[Task details] Please find the lines in the entries below that contain the word "grass", and copy each one.

(Natural-language object grounding data)
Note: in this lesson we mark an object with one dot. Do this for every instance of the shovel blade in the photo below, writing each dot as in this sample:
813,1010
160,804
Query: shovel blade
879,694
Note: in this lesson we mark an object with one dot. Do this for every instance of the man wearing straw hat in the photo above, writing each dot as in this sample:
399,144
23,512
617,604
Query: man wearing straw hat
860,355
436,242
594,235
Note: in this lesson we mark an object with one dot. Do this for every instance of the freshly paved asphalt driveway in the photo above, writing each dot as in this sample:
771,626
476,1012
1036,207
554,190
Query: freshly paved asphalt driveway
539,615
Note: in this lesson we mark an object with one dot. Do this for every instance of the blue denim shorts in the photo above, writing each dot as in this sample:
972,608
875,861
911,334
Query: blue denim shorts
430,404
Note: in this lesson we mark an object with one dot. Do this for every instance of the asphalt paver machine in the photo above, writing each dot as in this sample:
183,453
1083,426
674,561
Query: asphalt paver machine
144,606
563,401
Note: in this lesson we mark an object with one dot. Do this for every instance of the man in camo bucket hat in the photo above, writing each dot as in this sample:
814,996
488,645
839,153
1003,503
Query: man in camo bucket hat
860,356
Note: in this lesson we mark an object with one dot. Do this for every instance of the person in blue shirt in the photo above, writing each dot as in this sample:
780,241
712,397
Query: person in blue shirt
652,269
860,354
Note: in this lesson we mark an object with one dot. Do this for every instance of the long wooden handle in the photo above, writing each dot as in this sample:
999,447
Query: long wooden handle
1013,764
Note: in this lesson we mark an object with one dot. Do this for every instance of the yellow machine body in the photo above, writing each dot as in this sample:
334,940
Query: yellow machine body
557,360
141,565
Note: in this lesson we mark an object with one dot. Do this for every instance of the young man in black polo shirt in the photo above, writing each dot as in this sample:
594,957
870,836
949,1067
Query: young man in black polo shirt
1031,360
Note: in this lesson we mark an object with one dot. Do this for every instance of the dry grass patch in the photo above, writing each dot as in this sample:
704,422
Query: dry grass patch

[Answer area]
Note: in this lesson we mark an object with one dot. Do this for every instance of the dry grass patch in the photo above, writing each dot as in this sample:
Query: dry grass patch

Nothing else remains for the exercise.